TN回归模型的调整可决系数为0.88(p<0.001),进入模型的自变量为NANI,说明鄱阳湖的TN浓度主要受陆域人为活动输入的影响;TP回归模型的调整可决系数为0.64(p<0.001),人为磷输入(NAPI)和湖泊平均水位(WL)的交叉项进入回归模型成为唯一的自变量,表明相对于湖体TN浓度,TP浓度的影响因素更为复杂,湖体自身水位条件和人均输入均对湖泊TP有重要影响.
4 结论(Conclusions)1) 1949年以来鄱阳湖流域的人为氮磷输入呈现指数增长,至21世纪初流域的人为氮磷输入强度远超过中国平均水平,在全球主要流域中达到较为严重的程度.其中,人为磷输入增长速度快于人为氮输入,流域的氮磷输入比呈现降低趋势.
2) 农业生产活动是驱动鄱阳湖流域人为氮磷输入变化的主要因素,其中,化肥施用增长是导致氮磷输入迅速增长的根本原因.此外,食品与饲料输入也是重要的氮磷输入项.化肥施用和食品与饲料输入共同构成了鄱阳湖流域氮磷输入的主要压力,说明流域的环境压力主要来自于农业生产和人口增长.
3) 鄱阳湖TN年均浓度变化的主要控制因素是流域人为氮输入强度,NANI对鄱阳湖TN浓度的解释力达到88%,削减流域人为氮输入对于缓解鄱阳湖的TN恶化具有重要意义.
4) 相对于鄱阳湖TN年均浓度,TP浓度的主要控制因素是流域人为磷输入强度和湖泊年均水位,它们的交叉项对鄱阳湖TP浓度的解释力达到64%,控制流域人为磷输入同时维持正常的湖泊生态水位有利于缓解鄱阳湖的TP污染.
_ _ _
*任务 A*
在关于鄱阳湖氮磷输入的文段中，NANI对鄱阳湖TN浓度的解释力达到多少？
上面的文段与接下来的列表是两份互不相干的材料。

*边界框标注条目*
_ _ _
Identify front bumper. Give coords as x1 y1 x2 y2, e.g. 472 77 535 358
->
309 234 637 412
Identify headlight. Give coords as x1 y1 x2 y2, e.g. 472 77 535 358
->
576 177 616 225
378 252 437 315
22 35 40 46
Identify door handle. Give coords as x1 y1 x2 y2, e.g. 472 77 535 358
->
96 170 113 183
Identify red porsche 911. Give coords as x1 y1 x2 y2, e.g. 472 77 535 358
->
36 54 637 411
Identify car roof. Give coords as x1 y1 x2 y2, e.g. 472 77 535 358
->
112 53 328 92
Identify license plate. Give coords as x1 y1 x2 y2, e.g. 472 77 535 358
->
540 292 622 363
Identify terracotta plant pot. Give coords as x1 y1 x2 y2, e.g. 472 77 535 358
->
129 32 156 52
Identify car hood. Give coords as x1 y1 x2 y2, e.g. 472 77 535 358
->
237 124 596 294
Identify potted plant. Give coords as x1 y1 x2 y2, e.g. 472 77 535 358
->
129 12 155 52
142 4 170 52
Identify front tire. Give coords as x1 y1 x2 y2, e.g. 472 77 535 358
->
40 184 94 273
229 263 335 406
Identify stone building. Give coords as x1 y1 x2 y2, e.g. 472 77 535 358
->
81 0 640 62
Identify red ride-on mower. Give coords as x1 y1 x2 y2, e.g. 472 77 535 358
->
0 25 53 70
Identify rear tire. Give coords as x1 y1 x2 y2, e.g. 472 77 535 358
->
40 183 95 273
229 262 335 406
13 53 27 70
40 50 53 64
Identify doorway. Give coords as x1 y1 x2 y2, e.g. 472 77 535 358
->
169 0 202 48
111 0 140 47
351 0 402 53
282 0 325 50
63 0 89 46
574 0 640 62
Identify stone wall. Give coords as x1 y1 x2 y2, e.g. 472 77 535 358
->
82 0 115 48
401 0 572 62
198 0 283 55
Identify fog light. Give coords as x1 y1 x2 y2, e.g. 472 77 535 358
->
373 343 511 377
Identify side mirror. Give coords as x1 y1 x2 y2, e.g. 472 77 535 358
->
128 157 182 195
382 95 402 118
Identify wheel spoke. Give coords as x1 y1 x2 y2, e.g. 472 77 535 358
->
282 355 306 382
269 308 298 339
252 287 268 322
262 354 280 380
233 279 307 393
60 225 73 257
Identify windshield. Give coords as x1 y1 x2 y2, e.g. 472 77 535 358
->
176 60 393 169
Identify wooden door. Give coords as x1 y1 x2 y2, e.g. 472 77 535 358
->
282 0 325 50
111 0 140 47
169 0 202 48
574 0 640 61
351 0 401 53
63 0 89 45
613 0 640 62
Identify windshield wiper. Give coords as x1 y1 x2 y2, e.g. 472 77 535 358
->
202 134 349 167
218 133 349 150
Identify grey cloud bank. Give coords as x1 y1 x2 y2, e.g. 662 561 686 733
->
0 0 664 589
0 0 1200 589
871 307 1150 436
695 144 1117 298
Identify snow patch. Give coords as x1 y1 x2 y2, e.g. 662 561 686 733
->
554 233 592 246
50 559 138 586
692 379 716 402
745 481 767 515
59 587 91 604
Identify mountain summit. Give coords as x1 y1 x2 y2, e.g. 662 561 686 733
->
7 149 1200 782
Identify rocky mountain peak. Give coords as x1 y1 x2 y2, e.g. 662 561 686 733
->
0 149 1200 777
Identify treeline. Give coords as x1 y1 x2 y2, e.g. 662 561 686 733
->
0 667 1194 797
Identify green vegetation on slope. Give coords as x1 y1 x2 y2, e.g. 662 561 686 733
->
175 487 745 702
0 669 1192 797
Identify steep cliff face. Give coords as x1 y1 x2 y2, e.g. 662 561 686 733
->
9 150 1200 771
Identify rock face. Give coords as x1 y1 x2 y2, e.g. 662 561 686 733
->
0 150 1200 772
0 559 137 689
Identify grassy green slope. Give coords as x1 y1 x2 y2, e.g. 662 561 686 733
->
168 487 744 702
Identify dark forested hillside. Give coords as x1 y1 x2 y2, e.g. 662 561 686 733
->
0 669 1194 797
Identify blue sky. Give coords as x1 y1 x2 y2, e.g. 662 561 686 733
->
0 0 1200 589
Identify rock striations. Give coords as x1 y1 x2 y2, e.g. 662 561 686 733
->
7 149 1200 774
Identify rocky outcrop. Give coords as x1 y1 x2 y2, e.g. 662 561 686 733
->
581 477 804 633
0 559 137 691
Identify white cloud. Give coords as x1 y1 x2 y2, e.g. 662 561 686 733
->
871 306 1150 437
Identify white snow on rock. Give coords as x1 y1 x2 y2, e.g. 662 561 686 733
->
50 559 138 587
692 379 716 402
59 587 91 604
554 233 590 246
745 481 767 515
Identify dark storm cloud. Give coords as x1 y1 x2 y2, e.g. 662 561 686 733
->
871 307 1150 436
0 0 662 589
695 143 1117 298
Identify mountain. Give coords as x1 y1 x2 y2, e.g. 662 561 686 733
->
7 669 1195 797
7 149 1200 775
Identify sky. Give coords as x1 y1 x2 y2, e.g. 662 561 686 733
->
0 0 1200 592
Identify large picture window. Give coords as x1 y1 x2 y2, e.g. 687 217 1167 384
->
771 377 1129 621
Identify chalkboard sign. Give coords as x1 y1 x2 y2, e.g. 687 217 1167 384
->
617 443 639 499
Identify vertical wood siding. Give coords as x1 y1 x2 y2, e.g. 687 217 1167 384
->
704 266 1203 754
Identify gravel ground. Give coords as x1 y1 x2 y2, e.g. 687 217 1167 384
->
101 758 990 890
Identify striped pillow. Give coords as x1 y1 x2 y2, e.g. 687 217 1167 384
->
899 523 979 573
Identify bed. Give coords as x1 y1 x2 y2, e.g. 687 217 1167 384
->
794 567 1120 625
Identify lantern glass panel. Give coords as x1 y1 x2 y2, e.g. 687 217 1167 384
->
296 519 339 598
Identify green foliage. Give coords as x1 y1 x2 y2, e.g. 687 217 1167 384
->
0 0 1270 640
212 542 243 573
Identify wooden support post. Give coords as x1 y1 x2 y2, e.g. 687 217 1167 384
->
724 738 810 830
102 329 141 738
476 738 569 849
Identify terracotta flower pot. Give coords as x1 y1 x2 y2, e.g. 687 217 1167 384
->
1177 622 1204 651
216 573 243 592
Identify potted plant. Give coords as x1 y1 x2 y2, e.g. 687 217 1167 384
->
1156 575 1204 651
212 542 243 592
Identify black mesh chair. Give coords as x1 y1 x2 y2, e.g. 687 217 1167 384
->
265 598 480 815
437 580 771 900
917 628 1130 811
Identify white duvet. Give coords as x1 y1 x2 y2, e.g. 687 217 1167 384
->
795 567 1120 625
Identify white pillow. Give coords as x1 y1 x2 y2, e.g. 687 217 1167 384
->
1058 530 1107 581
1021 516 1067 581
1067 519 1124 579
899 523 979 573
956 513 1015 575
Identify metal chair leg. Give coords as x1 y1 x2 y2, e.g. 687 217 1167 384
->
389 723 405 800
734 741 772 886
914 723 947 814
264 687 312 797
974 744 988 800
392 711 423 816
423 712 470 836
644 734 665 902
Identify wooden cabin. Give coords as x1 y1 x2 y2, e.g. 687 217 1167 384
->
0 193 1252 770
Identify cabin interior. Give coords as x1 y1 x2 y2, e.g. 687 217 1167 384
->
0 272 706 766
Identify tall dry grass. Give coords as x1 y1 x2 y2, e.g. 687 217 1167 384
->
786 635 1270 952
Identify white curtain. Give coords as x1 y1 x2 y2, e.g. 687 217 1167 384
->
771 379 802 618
_ _ _
*任务 B*
数一数上面的列表里有多少行含有"front"这个词，只回答数字。

*完整回答 A*
88%

*完整回答 B*
2